▸ **OBIETTIVO**
Indica quante righe contengono la parola "truck", scrivendo soltanto il numero.

[Parte di un file di dati]

_ _ _ _

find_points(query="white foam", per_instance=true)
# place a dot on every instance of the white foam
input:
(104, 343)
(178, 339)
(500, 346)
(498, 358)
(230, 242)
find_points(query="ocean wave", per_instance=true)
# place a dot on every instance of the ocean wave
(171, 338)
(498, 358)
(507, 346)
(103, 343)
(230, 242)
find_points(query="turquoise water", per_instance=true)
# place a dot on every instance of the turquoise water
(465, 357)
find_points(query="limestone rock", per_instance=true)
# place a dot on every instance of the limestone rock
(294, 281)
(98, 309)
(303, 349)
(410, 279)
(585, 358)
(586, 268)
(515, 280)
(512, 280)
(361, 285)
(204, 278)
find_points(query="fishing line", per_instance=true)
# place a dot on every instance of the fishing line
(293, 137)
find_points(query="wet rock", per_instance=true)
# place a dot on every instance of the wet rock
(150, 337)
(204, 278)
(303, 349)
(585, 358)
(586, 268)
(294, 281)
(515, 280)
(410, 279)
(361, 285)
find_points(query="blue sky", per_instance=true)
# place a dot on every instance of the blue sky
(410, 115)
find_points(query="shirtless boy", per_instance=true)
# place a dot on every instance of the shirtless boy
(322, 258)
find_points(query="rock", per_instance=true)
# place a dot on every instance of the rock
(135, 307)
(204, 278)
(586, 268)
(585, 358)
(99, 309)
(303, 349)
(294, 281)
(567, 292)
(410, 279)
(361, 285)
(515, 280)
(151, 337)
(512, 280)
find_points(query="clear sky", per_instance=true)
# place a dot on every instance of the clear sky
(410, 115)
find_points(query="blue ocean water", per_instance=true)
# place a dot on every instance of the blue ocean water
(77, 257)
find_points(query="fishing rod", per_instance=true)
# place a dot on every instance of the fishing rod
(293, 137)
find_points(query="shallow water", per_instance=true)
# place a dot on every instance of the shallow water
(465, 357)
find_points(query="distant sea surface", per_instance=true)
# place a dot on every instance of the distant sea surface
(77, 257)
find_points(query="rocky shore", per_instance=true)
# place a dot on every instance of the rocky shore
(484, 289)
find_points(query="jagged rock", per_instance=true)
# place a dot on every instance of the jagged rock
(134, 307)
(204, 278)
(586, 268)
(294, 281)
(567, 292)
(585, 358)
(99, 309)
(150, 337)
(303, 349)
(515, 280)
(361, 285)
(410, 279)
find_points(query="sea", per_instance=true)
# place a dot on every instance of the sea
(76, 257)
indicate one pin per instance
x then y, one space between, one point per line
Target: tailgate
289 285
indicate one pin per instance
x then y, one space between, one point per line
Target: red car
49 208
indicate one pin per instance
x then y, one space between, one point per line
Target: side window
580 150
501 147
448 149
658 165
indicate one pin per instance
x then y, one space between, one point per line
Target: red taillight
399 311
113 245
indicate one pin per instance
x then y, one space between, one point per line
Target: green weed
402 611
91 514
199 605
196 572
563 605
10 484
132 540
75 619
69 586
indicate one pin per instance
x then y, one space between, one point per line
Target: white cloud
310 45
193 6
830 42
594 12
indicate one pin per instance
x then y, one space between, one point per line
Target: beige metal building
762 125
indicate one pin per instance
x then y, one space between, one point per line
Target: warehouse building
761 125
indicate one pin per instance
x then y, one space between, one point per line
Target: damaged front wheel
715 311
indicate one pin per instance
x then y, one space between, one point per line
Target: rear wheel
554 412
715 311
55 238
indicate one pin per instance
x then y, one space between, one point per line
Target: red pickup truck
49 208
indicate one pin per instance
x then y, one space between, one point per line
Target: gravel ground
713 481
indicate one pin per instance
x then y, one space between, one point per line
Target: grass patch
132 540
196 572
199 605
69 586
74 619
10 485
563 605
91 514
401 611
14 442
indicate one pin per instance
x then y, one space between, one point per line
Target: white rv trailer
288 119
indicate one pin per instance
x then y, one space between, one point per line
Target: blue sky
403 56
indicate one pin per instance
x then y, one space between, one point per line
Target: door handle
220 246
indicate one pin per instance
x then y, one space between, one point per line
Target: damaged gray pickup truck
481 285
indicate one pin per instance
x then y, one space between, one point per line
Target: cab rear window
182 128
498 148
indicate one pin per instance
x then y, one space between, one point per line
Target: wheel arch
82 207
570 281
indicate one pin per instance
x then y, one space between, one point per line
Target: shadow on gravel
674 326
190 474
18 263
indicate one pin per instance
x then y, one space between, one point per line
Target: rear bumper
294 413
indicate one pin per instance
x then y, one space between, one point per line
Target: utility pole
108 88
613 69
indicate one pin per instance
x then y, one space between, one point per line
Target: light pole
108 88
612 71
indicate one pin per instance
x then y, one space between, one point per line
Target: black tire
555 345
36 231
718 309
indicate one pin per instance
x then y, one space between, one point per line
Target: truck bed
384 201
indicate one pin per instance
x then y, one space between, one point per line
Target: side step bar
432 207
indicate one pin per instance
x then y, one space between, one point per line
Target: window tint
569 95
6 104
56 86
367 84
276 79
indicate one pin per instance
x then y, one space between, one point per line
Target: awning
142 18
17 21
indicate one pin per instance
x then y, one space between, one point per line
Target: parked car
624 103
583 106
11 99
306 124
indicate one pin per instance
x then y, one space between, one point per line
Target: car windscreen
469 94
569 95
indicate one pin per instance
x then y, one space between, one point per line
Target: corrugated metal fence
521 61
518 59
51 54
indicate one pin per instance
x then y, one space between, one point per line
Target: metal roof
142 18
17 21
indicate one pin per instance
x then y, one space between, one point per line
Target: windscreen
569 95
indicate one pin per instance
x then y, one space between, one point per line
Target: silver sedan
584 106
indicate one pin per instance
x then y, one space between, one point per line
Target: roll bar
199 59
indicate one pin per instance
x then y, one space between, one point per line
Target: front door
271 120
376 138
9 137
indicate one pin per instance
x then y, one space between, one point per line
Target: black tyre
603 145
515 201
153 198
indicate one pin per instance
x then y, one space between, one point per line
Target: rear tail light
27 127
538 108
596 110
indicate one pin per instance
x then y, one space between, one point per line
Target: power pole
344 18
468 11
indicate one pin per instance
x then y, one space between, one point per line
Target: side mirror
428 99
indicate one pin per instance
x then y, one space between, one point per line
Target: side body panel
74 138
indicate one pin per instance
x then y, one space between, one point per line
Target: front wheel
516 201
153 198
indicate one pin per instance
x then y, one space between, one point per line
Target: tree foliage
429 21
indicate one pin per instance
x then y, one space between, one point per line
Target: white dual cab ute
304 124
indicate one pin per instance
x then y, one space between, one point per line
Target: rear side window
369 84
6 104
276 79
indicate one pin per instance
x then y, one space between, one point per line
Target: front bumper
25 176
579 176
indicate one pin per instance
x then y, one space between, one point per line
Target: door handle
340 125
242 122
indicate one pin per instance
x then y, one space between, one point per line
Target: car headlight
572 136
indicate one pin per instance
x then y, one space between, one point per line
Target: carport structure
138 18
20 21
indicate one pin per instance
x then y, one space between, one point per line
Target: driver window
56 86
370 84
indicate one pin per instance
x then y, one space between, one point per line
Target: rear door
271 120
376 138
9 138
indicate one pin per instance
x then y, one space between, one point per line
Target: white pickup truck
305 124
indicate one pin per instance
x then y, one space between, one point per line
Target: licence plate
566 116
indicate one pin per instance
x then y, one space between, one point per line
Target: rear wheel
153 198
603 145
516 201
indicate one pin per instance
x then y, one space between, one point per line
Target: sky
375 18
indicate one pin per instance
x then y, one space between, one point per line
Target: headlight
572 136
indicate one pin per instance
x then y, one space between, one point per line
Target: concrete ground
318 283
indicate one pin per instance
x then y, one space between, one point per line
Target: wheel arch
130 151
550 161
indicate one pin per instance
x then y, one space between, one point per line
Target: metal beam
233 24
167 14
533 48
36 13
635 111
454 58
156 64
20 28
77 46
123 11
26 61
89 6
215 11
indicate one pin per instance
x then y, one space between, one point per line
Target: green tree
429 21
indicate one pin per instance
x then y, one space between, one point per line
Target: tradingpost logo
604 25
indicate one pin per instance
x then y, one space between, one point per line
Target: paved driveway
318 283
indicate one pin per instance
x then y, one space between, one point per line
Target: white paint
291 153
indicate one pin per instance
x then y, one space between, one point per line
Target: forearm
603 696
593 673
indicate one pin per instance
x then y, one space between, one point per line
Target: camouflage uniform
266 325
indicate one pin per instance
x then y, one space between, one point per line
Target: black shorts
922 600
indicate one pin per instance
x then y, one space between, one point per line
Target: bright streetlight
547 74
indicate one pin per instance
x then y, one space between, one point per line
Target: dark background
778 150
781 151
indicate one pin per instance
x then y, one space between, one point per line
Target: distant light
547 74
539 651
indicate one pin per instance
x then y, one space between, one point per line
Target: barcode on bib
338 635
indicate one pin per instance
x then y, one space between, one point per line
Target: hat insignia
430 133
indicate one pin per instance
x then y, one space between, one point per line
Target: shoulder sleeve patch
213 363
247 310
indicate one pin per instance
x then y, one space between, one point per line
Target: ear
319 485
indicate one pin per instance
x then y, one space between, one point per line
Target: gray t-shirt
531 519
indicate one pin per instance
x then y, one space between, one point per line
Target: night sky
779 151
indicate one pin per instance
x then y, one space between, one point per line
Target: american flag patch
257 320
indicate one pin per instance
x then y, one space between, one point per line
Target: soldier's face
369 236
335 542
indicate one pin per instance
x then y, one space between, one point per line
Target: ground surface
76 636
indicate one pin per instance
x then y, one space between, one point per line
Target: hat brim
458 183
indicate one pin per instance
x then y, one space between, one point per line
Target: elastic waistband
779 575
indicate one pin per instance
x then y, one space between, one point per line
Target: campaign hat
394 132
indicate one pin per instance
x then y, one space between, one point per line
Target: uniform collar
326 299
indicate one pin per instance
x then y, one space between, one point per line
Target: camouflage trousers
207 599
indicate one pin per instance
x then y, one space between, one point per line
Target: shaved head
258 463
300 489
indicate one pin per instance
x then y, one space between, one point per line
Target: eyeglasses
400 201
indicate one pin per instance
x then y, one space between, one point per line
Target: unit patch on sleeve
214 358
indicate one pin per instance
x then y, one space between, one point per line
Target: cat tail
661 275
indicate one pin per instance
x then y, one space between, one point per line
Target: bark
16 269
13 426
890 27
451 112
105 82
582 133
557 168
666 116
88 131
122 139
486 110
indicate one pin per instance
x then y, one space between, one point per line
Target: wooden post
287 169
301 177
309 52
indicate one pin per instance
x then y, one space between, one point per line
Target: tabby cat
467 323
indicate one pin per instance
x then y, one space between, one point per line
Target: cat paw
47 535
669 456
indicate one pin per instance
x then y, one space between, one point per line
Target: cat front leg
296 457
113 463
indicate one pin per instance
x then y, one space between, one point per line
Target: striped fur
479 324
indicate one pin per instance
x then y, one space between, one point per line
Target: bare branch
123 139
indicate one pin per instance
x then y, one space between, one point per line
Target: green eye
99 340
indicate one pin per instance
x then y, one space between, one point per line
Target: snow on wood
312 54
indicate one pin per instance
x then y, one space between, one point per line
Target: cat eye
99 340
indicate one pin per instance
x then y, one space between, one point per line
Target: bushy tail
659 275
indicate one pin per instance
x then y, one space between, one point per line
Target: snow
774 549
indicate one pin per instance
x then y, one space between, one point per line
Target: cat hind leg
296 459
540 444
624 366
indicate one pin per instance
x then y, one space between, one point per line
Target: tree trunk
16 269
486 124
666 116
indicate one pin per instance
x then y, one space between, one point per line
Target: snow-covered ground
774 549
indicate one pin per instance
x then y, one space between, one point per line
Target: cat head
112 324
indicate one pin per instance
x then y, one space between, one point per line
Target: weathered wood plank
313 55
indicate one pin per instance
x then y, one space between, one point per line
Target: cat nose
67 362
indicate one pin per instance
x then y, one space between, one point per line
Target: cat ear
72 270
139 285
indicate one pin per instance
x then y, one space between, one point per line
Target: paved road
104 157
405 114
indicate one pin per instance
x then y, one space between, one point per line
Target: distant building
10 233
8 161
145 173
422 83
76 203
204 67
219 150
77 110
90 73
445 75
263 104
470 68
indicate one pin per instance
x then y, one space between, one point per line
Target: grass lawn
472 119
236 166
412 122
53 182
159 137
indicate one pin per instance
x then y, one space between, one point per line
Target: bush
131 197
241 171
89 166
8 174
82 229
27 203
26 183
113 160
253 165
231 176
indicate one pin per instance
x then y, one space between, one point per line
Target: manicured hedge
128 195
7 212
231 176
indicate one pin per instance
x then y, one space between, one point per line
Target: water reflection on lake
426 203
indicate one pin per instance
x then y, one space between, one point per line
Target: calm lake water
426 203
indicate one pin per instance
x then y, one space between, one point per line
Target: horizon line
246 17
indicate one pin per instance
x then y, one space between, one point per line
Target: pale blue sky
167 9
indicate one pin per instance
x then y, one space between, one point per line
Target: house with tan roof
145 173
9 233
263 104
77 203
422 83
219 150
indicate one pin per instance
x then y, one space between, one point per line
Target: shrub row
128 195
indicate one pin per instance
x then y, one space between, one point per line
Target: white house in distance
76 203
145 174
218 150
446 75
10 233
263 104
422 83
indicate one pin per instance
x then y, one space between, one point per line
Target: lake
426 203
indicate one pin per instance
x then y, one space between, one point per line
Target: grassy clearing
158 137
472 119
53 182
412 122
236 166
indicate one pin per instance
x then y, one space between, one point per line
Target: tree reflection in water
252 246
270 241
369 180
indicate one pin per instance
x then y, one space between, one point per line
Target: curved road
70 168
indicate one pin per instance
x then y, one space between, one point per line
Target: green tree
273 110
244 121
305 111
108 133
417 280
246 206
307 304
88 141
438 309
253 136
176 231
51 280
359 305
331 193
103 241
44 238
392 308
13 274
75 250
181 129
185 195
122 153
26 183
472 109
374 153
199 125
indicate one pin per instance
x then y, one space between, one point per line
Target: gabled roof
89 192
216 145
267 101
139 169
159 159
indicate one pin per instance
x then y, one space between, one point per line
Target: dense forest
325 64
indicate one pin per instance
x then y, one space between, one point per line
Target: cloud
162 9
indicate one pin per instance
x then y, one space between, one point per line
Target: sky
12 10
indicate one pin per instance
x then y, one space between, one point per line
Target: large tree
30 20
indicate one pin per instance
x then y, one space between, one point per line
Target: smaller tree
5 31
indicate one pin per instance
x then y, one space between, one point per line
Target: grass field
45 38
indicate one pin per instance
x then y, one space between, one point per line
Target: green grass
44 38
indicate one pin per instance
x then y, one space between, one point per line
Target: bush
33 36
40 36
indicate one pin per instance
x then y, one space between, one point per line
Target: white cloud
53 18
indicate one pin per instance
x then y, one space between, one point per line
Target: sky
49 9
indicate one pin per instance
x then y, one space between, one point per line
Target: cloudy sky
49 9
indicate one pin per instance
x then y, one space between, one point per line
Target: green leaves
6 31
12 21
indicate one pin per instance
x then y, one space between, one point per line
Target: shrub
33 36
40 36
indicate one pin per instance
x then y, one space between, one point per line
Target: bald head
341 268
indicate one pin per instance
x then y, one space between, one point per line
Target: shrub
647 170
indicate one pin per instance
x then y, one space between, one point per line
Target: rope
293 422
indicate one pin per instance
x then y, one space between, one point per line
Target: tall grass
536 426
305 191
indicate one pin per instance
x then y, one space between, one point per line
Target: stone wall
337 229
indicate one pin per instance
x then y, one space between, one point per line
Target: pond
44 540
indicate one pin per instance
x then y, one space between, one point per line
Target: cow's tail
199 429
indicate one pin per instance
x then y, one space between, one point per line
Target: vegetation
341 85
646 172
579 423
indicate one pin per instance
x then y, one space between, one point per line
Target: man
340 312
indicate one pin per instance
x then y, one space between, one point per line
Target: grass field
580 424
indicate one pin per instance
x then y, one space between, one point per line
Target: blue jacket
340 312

_ _ _ _

▸ **ESERCIZIO SVOLTO**
4